» **Directions**: Find every line in the records below that contains the word "sign", and copy each such line.

[Image point grounding data]

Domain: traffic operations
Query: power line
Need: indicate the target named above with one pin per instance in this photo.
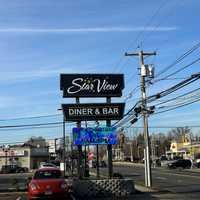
(29, 128)
(31, 117)
(178, 97)
(174, 88)
(142, 31)
(30, 125)
(182, 68)
(185, 104)
(179, 59)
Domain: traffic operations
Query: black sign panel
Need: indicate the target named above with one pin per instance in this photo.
(92, 85)
(92, 112)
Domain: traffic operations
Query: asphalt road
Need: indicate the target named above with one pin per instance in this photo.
(165, 180)
(172, 184)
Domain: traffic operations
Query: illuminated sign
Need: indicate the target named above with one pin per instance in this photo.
(92, 136)
(93, 111)
(92, 85)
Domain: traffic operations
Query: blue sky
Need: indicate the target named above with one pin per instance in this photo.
(41, 39)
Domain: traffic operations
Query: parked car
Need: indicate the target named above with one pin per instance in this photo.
(102, 163)
(48, 183)
(45, 165)
(181, 163)
(6, 169)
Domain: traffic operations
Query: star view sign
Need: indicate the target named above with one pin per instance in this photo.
(92, 85)
(92, 112)
(92, 136)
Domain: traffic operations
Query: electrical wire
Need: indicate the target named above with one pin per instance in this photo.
(179, 59)
(31, 117)
(170, 109)
(178, 97)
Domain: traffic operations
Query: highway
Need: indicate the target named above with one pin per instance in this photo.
(164, 180)
(170, 184)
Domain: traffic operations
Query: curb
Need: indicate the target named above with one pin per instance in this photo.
(129, 164)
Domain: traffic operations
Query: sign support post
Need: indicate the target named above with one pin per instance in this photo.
(97, 152)
(64, 145)
(79, 167)
(109, 146)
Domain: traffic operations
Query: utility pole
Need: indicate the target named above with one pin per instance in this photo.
(79, 167)
(143, 70)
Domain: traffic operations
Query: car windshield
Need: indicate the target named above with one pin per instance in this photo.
(47, 174)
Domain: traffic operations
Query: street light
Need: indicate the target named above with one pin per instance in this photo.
(63, 154)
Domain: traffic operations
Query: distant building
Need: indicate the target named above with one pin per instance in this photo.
(25, 155)
(184, 149)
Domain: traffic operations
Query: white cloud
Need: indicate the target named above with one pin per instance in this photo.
(83, 30)
(37, 74)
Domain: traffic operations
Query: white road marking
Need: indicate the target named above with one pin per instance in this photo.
(161, 178)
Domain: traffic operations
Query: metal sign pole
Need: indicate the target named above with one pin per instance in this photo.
(79, 167)
(109, 147)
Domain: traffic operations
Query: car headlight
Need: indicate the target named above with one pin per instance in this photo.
(64, 186)
(34, 186)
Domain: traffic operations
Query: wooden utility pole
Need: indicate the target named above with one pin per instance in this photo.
(141, 54)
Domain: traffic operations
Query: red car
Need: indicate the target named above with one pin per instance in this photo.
(48, 183)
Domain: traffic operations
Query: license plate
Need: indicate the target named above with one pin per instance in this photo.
(48, 192)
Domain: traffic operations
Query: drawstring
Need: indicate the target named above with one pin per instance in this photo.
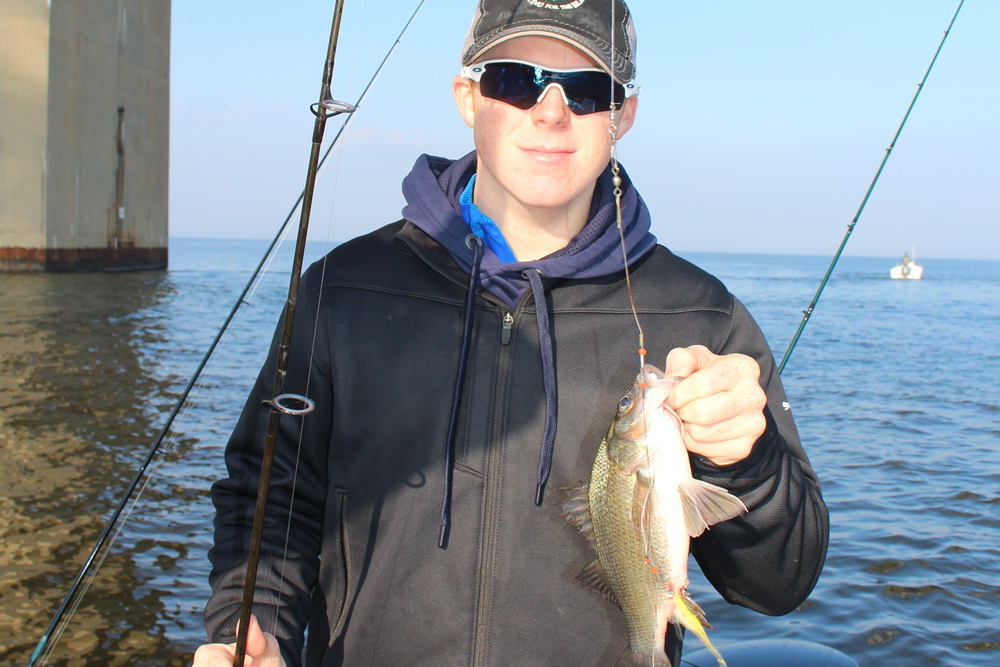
(476, 244)
(549, 379)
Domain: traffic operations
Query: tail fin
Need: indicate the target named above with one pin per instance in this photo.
(688, 614)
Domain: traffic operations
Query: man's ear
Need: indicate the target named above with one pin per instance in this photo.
(461, 90)
(628, 115)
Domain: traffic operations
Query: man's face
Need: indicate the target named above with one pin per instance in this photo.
(544, 157)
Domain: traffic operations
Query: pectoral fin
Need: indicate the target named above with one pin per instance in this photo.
(706, 505)
(576, 512)
(593, 578)
(641, 504)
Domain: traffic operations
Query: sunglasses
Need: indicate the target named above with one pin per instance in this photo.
(523, 85)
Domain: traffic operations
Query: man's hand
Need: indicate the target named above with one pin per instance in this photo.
(262, 651)
(720, 402)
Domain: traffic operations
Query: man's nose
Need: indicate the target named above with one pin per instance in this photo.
(552, 108)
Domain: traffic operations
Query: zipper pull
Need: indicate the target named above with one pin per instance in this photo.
(508, 322)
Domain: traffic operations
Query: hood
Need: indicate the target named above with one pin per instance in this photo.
(432, 190)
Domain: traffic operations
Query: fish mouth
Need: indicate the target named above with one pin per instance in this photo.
(655, 387)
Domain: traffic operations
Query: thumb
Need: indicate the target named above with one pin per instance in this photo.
(257, 643)
(262, 648)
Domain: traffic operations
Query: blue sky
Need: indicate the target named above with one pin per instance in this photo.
(760, 124)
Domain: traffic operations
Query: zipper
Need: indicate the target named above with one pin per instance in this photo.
(508, 323)
(494, 461)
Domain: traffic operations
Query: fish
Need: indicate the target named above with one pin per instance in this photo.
(639, 511)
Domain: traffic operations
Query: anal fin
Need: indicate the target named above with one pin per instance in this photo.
(630, 659)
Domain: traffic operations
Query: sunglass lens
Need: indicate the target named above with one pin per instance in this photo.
(520, 85)
(512, 83)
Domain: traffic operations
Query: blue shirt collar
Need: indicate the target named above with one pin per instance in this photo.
(483, 226)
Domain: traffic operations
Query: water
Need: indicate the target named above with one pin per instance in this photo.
(892, 387)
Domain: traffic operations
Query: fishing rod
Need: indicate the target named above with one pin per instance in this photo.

» **Response**:
Query: black sign panel
Query: illuminated sign
Query: star view sign
Query: sign support post
Query: metal sign pole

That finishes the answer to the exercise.